=== Record excerpts ===

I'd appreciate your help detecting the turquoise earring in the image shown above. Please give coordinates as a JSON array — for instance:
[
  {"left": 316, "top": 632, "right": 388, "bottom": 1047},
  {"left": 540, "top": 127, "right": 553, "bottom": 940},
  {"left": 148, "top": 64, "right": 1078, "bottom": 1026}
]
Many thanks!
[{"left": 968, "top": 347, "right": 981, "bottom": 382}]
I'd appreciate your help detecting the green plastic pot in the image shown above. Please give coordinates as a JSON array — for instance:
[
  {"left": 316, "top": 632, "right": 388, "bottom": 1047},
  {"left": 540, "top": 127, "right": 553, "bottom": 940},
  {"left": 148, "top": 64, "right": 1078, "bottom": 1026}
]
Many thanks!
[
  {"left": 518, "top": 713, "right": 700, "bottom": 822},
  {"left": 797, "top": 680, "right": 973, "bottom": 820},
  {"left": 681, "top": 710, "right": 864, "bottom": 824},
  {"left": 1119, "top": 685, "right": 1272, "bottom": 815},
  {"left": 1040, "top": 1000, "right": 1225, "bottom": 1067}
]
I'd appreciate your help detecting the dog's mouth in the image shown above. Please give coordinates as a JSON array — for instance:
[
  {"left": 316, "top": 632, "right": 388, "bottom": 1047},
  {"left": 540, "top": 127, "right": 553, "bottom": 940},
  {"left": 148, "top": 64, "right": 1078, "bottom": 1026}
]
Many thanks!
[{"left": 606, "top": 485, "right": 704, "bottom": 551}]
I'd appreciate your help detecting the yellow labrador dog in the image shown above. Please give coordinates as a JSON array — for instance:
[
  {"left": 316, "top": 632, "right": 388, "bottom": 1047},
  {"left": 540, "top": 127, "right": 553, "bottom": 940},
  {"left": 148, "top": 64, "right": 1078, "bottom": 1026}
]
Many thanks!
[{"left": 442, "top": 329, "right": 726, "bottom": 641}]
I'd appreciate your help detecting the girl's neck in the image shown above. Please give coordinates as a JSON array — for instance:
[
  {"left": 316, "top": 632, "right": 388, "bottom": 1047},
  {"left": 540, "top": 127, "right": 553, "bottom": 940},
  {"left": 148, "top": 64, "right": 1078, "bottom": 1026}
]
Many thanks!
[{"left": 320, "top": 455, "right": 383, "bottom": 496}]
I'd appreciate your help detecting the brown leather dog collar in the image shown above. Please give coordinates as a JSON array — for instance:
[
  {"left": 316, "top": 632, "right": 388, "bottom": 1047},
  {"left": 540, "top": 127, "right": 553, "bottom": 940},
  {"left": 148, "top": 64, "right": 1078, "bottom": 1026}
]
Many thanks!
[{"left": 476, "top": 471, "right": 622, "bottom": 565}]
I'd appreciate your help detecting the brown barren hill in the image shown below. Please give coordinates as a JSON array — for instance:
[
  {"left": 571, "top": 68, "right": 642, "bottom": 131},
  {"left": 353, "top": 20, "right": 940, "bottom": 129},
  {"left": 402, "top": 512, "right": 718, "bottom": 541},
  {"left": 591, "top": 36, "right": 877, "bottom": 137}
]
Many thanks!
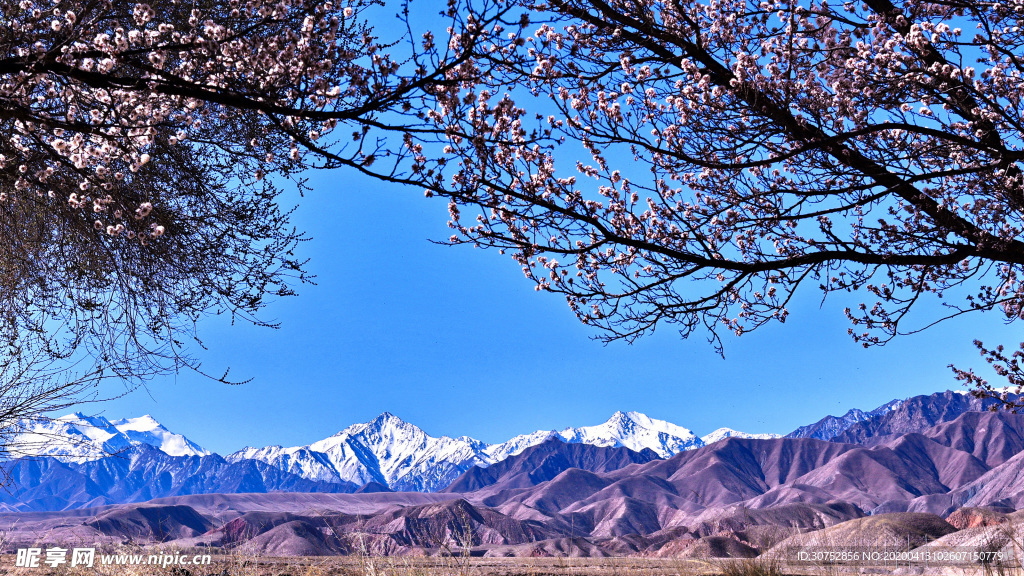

===

• [Work request] Set down the whole listing word for word, omitting the pictures.

• [Final answer]
I'd appreciate your help detecting the turquoise earring in the image shown above. Please give coordinates as a JSON array — for instance:
[
  {"left": 316, "top": 632, "right": 388, "bottom": 1047},
  {"left": 540, "top": 127, "right": 553, "bottom": 940},
  {"left": 148, "top": 64, "right": 1078, "bottom": 1026}
]
Many thanks!
[{"left": 968, "top": 347, "right": 981, "bottom": 382}]
I'd appreciate your help detecting the green plastic pot in the image shown above. Please give coordinates as a JSON array — for instance:
[
  {"left": 316, "top": 632, "right": 388, "bottom": 1047},
  {"left": 540, "top": 127, "right": 553, "bottom": 940},
  {"left": 148, "top": 64, "right": 1078, "bottom": 1026}
]
Many thanks!
[
  {"left": 518, "top": 713, "right": 700, "bottom": 822},
  {"left": 797, "top": 680, "right": 973, "bottom": 820},
  {"left": 681, "top": 710, "right": 864, "bottom": 824},
  {"left": 1119, "top": 685, "right": 1272, "bottom": 815},
  {"left": 1040, "top": 1000, "right": 1225, "bottom": 1067}
]
I'd appreciate your help detecting the dog's mouth in the image shown above. Please give coordinates as a JSON array — for instance:
[
  {"left": 316, "top": 632, "right": 388, "bottom": 1047},
  {"left": 540, "top": 127, "right": 553, "bottom": 940},
  {"left": 148, "top": 64, "right": 1078, "bottom": 1026}
]
Many thanks!
[{"left": 606, "top": 485, "right": 704, "bottom": 551}]
I'd appreciate your help detecting the yellow labrador dog in the image shown above. Please give coordinates as a JSON array — for instance:
[
  {"left": 316, "top": 632, "right": 388, "bottom": 1047},
  {"left": 540, "top": 127, "right": 553, "bottom": 940},
  {"left": 148, "top": 64, "right": 1078, "bottom": 1026}
]
Many thanks!
[{"left": 442, "top": 329, "right": 726, "bottom": 641}]
I'd appreciate your help detecting the girl's neck in the image shown above. Please give coordinates as a JSON array — for instance:
[
  {"left": 316, "top": 632, "right": 388, "bottom": 1047},
  {"left": 540, "top": 127, "right": 553, "bottom": 940},
  {"left": 148, "top": 64, "right": 1078, "bottom": 1026}
]
Many thanks!
[{"left": 320, "top": 455, "right": 383, "bottom": 496}]
I'd appreciate your help detecting the brown leather dog collar in the image shown above. Please give coordinates as a JSON array — for instance:
[
  {"left": 316, "top": 632, "right": 388, "bottom": 1047},
  {"left": 540, "top": 127, "right": 553, "bottom": 940},
  {"left": 148, "top": 64, "right": 1078, "bottom": 1026}
]
Many thanks!
[{"left": 476, "top": 471, "right": 622, "bottom": 565}]
I'd appreciate your help detecting the brown barren hill in the image shown below. Please give coordinates as a JSON array — for instance:
[
  {"left": 571, "top": 68, "right": 642, "bottom": 131},
  {"left": 353, "top": 20, "right": 940, "bottom": 129},
  {"left": 402, "top": 512, "right": 718, "bottom": 541},
  {"left": 591, "top": 36, "right": 877, "bottom": 137}
]
Many thanks!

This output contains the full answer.